AIM OF THE TASK: Swap "nutria" for "coypu" throughout the stretch from the line containing "Mark each instance of the cicadella" through the line containing "x=335 y=673", and write those lines out again with nothing else changed and the pictures left out.

SOURCE MATERIAL:
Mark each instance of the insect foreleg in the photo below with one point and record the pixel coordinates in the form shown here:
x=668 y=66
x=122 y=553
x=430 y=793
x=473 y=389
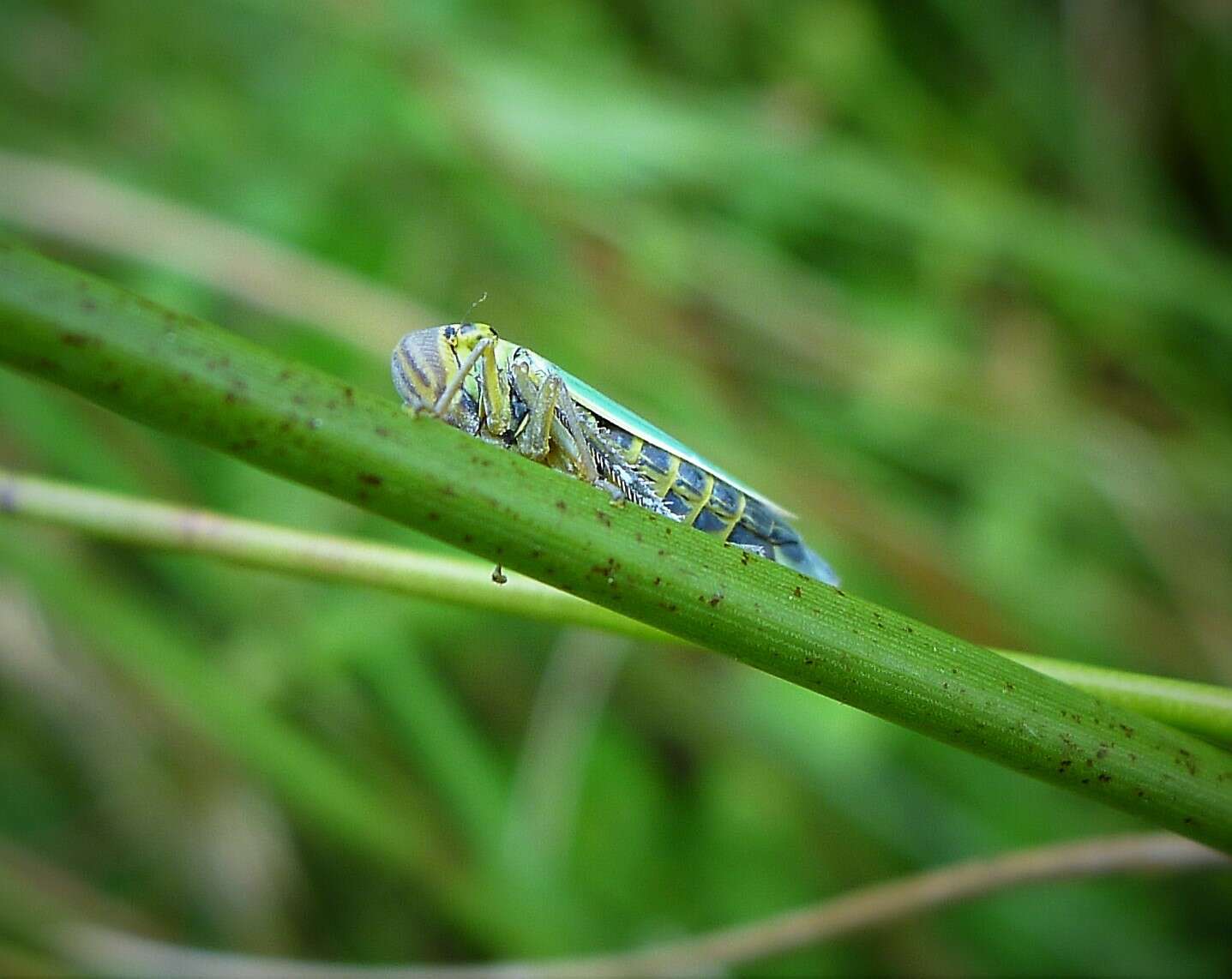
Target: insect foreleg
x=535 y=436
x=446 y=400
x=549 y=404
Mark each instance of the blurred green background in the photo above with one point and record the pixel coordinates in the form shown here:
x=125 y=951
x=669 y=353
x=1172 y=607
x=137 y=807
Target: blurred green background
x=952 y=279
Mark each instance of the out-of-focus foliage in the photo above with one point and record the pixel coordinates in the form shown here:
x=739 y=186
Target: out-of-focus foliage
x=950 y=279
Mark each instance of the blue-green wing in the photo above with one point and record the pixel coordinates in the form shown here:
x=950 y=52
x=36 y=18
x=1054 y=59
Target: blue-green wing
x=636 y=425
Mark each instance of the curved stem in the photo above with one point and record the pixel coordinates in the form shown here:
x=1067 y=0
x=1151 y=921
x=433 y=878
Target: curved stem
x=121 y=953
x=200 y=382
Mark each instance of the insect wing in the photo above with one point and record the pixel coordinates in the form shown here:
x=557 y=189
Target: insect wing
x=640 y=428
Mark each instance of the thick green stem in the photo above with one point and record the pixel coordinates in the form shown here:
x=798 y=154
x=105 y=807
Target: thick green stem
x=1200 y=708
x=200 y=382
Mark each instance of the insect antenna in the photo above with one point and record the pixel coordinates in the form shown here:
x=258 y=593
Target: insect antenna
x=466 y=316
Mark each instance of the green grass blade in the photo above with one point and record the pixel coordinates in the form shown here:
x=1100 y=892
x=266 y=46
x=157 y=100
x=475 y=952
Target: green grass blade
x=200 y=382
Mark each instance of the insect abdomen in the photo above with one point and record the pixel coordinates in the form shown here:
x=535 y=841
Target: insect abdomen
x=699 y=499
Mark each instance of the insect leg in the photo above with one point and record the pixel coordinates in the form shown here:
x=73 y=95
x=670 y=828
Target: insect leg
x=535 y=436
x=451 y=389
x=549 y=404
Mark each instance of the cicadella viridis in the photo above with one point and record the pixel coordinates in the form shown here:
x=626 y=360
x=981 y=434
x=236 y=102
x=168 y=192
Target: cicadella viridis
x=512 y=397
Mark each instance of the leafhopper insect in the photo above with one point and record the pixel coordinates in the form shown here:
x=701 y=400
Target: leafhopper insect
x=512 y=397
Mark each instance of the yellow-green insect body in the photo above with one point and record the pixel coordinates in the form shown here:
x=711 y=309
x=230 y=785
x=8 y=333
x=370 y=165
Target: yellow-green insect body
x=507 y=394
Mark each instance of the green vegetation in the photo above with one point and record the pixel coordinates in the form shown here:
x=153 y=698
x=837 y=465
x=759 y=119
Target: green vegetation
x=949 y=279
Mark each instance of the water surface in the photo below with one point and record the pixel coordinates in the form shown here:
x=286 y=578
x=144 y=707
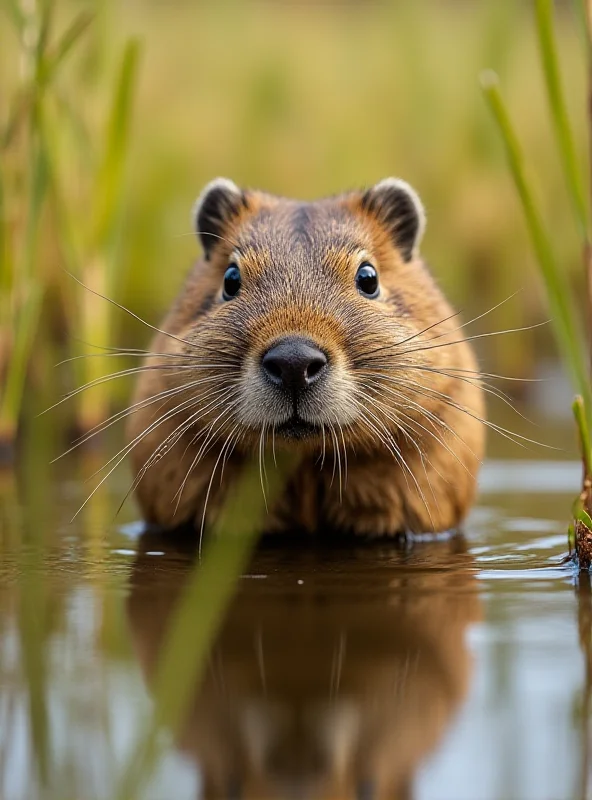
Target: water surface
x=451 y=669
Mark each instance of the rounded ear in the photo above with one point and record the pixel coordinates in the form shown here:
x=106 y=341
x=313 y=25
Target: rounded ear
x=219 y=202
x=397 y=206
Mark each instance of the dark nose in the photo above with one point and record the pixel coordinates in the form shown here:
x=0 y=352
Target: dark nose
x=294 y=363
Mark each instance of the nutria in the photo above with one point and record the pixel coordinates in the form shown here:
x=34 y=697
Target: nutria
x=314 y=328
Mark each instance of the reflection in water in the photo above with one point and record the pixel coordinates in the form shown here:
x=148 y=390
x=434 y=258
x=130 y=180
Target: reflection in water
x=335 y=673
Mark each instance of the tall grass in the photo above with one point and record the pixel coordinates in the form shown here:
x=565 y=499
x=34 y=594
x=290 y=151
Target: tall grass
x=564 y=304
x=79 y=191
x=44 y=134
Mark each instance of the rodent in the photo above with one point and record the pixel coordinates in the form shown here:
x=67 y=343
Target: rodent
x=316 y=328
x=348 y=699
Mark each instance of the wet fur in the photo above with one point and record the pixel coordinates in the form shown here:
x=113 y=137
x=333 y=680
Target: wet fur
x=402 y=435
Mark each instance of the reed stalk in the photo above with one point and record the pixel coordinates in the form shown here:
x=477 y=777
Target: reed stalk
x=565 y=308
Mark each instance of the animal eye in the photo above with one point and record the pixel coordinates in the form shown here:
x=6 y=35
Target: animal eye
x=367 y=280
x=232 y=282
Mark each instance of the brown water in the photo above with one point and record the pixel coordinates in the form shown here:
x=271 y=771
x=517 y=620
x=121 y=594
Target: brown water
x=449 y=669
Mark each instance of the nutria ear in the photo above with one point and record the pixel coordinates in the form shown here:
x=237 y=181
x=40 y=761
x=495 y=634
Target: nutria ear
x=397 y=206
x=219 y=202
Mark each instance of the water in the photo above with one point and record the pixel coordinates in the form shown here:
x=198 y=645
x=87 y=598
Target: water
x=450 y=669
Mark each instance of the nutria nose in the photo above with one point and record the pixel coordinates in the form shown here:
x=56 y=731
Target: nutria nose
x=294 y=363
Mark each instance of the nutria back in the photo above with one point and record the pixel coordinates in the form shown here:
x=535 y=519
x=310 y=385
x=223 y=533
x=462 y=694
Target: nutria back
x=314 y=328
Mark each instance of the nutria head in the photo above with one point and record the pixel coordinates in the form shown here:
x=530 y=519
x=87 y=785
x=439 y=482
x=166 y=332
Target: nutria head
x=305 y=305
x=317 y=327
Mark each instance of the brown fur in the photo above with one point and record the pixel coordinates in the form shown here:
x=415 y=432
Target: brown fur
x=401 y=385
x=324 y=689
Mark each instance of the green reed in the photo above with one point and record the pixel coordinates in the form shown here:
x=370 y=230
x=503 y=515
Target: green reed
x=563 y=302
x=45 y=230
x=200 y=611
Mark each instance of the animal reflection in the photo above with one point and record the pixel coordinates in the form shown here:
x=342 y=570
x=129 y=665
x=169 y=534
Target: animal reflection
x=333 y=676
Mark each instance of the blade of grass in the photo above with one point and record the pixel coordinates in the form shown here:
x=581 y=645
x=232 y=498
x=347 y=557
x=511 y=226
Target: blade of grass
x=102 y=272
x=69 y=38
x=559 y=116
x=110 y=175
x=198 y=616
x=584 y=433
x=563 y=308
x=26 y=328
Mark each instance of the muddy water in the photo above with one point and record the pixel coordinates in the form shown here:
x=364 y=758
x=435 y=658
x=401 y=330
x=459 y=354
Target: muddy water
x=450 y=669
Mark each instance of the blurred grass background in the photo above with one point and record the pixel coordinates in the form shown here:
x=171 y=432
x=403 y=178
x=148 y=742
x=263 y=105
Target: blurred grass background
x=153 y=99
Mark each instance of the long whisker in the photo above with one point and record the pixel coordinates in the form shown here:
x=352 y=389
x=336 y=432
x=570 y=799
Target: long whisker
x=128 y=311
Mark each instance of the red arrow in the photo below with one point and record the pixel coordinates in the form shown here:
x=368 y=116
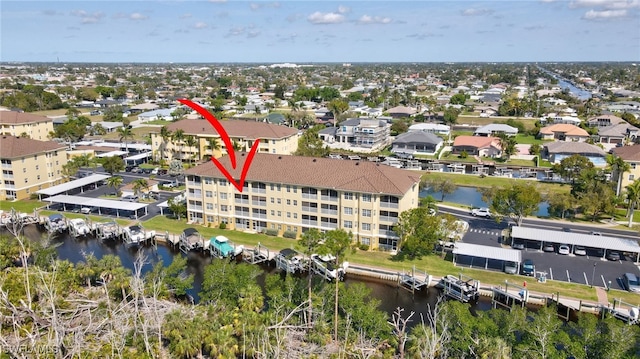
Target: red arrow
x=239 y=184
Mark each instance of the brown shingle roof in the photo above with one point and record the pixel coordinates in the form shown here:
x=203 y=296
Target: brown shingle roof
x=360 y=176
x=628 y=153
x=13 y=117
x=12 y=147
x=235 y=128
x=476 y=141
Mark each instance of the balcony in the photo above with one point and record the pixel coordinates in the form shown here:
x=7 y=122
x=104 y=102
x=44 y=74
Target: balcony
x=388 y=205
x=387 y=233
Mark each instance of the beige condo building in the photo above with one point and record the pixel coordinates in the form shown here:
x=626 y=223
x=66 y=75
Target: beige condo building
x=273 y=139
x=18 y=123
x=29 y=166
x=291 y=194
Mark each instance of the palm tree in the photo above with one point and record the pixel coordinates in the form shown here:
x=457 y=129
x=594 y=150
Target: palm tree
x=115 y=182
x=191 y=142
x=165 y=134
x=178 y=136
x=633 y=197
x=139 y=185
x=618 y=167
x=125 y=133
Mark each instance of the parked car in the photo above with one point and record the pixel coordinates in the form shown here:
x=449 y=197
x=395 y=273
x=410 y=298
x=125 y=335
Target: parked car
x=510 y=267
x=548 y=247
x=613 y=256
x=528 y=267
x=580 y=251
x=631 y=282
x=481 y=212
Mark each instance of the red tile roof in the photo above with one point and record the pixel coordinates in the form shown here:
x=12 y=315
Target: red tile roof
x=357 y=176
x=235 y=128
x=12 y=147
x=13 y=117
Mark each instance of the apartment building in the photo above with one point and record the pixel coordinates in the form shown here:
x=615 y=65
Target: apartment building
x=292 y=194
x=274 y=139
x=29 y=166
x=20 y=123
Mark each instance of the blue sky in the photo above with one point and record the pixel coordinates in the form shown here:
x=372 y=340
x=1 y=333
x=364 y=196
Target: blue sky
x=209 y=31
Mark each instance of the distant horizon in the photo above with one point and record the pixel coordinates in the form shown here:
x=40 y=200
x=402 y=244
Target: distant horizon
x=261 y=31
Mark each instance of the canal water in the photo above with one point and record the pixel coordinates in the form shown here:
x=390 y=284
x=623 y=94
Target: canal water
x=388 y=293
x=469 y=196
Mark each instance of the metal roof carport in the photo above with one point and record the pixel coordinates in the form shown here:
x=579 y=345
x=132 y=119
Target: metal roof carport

EXERCISE ANSWER:
Mark each instance of the cicadella viridis in the photo above with one point and record the pixel coordinates in the form shown here:
x=626 y=360
x=981 y=434
x=236 y=102
x=168 y=192
Target: cicadella viridis
x=512 y=397
Mark each instance of the leafhopper insect in the photo above with one point and record the pixel coordinates in the form shown here:
x=701 y=400
Target: leafhopper insect
x=512 y=397
Mark each instance of the yellow-green insect body in the photo above with one point and record the pixel coordinates in the form shown here:
x=711 y=309
x=230 y=785
x=8 y=333
x=370 y=165
Target: yellow-green insect body
x=507 y=394
Mark each instance of the green vegetation in the photo above with one point and record the pixel coordinates in the form shown here:
x=153 y=698
x=837 y=465
x=759 y=119
Target: green vegetation
x=949 y=279
Mark each instance of the water surface in the photo below with one point and record the pixel coordinates in the form shown here:
x=286 y=578
x=144 y=707
Target: water surface
x=451 y=669
Mark each instance of the rounded ear in the photo above with one point and record the pixel coordinates in the form shown here:
x=106 y=341
x=313 y=25
Target: rounded ear
x=219 y=202
x=397 y=206
Mark each instance of the dark nose in the photo above with one point and record the pixel coordinates in the form shown here:
x=0 y=352
Target: dark nose
x=294 y=363
Mark each instance of the coypu in the photo above with one point and record the pixel coordinates in the form shown here:
x=34 y=697
Target: coypu
x=314 y=328
Mark each instance of the reflection in water in the photo above with one point and record the pixel coordinates in the form shown here:
x=148 y=390
x=434 y=258
x=130 y=180
Target: reflection in water
x=335 y=673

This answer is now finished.